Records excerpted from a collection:
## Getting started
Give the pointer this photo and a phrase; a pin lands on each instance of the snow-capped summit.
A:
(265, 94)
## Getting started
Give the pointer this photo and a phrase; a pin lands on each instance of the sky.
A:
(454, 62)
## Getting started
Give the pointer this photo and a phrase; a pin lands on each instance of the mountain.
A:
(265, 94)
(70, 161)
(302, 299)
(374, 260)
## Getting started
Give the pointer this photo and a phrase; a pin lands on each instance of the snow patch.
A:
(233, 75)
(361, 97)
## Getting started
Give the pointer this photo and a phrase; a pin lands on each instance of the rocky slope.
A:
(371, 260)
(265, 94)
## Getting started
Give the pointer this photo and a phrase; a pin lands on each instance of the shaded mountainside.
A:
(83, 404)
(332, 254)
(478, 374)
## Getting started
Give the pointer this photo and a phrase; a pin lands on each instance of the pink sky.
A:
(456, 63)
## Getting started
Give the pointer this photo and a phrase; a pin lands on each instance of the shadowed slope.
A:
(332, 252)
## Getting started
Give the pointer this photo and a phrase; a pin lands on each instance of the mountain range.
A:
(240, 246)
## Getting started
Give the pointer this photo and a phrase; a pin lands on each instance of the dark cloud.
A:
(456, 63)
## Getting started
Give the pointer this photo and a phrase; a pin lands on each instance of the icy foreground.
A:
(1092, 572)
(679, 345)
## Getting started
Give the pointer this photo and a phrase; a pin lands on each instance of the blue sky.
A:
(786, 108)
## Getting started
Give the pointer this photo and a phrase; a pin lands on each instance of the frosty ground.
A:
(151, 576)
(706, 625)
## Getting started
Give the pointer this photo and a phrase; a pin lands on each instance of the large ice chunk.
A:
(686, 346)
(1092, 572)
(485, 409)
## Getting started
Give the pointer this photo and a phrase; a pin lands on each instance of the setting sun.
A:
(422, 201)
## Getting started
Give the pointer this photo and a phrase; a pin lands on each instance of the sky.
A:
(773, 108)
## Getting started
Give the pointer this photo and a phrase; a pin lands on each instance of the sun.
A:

• Stated exercise: Find each line in the items above that contains the string "snow", and copy those lines out. Case counts.

• Solution for this problem:
Give the pointer this photo and a phrase; a pin lands on each instance of the snow-capped summit.
Give the pointer this photo and a phrase; a pin lands on each instance of the snow patch.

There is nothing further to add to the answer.